• PROBLEM STATEMENT
Copy out word for word the stretch of rows from the line containing "Task: locate the wispy" through the line containing "0;208;500;333", both lines included.

>> START EXTRACTED MATERIAL

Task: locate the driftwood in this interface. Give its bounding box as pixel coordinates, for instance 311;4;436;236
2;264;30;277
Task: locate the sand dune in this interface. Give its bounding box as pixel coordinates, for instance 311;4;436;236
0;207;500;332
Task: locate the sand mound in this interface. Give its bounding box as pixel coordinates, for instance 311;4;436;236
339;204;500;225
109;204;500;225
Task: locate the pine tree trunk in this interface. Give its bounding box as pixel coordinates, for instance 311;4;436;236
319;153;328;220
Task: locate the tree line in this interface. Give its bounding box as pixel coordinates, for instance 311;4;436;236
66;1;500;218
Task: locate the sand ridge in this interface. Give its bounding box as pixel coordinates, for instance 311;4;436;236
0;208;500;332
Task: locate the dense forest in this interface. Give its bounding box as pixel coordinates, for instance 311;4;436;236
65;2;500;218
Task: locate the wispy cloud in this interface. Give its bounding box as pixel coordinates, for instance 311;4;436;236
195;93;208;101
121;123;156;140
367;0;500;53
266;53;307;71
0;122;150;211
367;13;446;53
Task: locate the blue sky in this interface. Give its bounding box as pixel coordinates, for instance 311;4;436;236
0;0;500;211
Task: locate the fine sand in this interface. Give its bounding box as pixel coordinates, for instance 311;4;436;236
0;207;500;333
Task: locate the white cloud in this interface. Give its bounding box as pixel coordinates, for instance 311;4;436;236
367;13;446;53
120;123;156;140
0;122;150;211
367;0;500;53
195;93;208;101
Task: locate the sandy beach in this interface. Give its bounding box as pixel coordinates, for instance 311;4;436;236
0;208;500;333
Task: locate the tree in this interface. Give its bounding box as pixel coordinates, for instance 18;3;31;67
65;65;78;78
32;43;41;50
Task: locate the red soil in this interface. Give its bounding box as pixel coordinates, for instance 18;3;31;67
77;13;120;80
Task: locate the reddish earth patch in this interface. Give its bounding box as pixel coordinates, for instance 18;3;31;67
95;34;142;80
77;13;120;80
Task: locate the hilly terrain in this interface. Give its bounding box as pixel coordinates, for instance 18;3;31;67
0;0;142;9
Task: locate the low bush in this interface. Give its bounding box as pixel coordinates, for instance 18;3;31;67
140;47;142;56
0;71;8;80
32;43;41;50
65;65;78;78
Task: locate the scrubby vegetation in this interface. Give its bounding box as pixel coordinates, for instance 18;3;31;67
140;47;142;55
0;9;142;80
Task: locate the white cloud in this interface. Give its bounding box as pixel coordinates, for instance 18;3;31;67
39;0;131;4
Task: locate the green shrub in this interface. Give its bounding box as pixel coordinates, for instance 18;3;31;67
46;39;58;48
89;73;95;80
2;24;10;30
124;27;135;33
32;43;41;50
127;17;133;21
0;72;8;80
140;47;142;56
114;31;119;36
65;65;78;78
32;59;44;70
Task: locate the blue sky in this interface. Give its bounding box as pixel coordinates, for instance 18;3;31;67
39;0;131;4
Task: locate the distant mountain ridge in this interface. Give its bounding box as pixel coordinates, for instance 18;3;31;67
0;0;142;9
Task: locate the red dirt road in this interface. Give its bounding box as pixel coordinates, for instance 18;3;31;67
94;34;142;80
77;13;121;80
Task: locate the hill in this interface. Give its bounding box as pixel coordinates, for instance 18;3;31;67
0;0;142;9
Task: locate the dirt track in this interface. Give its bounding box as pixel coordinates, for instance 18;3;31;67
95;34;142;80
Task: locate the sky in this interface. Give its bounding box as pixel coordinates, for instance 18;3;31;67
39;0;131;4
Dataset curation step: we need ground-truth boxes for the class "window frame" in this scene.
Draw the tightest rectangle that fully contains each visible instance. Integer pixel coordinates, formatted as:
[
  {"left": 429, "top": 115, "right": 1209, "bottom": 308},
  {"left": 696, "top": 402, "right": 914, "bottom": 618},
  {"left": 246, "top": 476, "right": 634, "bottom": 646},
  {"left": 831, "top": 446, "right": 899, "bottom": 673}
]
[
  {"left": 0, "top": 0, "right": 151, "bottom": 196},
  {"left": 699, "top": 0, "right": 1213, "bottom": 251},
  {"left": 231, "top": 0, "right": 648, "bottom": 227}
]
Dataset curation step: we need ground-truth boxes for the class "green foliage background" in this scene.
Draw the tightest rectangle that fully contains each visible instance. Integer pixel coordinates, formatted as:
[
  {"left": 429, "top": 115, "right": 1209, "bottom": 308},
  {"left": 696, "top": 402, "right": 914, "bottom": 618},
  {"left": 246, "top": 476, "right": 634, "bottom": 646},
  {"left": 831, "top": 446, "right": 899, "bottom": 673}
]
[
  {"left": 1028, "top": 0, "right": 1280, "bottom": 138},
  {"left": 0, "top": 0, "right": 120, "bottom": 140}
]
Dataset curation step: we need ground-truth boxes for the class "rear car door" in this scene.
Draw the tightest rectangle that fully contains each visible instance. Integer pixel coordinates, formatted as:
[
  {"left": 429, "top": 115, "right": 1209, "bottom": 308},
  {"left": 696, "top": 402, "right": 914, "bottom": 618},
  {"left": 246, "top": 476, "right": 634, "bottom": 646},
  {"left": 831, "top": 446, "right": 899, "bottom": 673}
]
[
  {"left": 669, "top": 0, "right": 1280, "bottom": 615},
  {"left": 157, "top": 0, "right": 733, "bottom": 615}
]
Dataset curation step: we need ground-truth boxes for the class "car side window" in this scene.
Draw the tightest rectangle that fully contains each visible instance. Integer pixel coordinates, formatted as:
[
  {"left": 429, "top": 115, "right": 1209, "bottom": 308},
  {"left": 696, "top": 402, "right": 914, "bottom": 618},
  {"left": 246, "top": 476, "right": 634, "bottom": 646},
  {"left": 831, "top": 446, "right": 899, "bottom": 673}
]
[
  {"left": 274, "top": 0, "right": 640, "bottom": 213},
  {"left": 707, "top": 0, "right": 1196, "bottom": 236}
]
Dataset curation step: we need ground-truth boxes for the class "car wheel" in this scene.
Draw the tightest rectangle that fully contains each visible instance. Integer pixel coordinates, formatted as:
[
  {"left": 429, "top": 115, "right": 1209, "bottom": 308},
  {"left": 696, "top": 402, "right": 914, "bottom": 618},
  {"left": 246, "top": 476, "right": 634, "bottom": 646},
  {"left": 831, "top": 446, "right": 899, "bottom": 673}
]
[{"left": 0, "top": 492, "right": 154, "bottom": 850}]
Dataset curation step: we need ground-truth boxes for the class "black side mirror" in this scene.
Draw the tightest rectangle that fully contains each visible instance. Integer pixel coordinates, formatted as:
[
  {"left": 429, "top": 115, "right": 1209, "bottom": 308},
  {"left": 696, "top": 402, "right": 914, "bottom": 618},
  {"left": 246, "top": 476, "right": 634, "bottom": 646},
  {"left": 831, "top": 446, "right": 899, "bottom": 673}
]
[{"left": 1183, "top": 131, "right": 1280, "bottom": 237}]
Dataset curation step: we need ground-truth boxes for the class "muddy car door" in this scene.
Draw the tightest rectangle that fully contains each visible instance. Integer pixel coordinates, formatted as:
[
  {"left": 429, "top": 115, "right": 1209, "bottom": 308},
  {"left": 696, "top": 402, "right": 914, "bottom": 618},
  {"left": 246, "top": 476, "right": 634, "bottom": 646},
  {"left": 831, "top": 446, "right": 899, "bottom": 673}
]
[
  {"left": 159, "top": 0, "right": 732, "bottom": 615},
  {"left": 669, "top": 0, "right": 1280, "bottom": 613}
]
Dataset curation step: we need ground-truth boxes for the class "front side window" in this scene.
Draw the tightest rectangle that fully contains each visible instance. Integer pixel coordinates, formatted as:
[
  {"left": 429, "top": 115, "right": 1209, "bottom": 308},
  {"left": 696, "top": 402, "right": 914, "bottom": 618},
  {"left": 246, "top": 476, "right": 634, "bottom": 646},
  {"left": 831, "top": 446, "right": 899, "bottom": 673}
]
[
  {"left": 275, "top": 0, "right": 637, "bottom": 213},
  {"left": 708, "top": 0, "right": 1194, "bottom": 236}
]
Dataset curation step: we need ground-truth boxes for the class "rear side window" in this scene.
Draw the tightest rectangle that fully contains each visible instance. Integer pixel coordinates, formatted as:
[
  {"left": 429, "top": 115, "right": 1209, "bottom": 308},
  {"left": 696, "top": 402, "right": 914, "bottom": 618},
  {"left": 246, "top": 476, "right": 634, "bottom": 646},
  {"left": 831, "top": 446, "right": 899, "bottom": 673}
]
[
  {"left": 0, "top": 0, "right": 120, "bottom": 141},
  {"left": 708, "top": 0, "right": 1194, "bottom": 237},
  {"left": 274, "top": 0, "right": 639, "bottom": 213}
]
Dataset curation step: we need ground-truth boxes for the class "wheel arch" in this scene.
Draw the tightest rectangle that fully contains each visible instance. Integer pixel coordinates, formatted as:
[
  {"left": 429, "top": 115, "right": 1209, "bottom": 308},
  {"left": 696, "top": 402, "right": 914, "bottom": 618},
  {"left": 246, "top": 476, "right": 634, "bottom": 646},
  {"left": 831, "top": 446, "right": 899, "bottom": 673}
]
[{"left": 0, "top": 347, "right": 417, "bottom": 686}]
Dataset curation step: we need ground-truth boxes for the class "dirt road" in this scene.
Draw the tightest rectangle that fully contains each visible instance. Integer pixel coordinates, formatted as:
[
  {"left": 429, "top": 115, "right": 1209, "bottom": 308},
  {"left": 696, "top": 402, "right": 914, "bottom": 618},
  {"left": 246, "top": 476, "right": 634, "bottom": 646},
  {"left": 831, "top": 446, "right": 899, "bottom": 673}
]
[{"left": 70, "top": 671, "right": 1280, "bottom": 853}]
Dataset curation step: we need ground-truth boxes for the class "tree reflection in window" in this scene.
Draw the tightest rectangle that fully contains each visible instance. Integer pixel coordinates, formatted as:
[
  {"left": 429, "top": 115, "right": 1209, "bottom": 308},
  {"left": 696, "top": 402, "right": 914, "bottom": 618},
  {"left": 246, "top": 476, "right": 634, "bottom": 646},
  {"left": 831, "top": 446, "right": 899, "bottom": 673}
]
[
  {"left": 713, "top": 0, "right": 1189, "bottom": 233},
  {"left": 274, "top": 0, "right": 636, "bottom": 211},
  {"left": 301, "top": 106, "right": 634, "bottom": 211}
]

>> END EXTRACTED MATERIAL

• RESPONSE TO THE EXERCISE
Task: locate the wispy cloud in this interface. Give its bounding box as pixel coordinates, for instance 311;4;436;236
195;93;208;101
121;123;156;140
367;0;500;53
266;53;307;71
0;122;150;211
367;13;446;53
Task: locate the blue sky in this interface. Give its bounding box as pixel coordinates, for instance 311;4;436;236
0;0;500;211
Task: locate the fine sand in this interface. Give its bounding box as pixel coordinates, for instance 311;4;436;236
0;207;500;333
Task: locate the white cloud in this interface. Give its bounding box as pixel coordinates, for instance 311;4;436;236
367;13;446;53
120;123;156;140
0;122;150;211
367;0;500;53
195;93;208;101
Task: locate the sandy beach in this interface. Give its bounding box as pixel coordinates, for instance 311;4;436;236
0;208;500;333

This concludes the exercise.